> **REQUIREMENTS**
1 – Using the page on the album Free Dimensional, please explain in one to three sentences why the Diamond Rings persona exists, according to O'Regan.
2 – In the page on the album Free Dimensional, which label released the record?
3 – Carry on the page about the album Free Dimensional from the point where it ends.

> **EXTRACT PROVIDED**
Studio album by Diamond Rings
- Released: October 23, 2012
- Recorded: 2012
- Genre: Indie Rock, Indie Pop, Synthpop
- Length: 41:25
- Label: Secret City Records
- Producer: Damian Taylor, Diamond Rings

Diamond Rings chronology
| Special Affections (2010) | Free Dimensional (2012) |  |

= Free Dimensional =

Free Dimensional, released on October 23, 2012, is the second and final studio album from Canadian musician Diamond Rings (real name: John O'Regan).

According to O'Regan, his Diamond Rings persona exists "to sort of smash that kind of tendency that I think we all have to sort of hide behind ourselves. And I think this record's probably, or definitely, my strongest statement that I've made to date." He also says a big part of this album was "becoming more comfortable as a musician and a composer and an arranger", and "I felt like I really stepped up as a singer with this album, and I’m really proud of that.”

> **RECORDED DATA**

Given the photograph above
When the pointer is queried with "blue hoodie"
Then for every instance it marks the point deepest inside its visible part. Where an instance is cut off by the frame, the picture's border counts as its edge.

> **ANSWERS TO THE EXERCISES**
1 – O'Regan says the persona exists to smash the tendency he thinks everyone has to hide behind themselves.

2 – Secret City Records.

3 –
O'Regan has stated that this album is more polished than Special Affections, but "I didn’t really change my approach lyrically or emotionally. I feel like they’re still conveying the same message, but just coated in a way that has a few more layers of gloss. It’s like we spent a two more hours waxing the car." He attributes the album's heavier dance orientation to his unique recording set-up: "I had a sit-down desk and I got rid of it cause I started working all day on these songs and I started feeling really sluggish, like I was a banker or something. So I got rid of the desk, put my computer up, and started recording like that. And it just all has a more dance-ready feel because I was dancing when I was making it!"

O'Regan has compared Special Affections to Free Dimensional: "The old album is more introspective, whereas Free Dimensional seems outrospective. It's got all this energy coming out of it."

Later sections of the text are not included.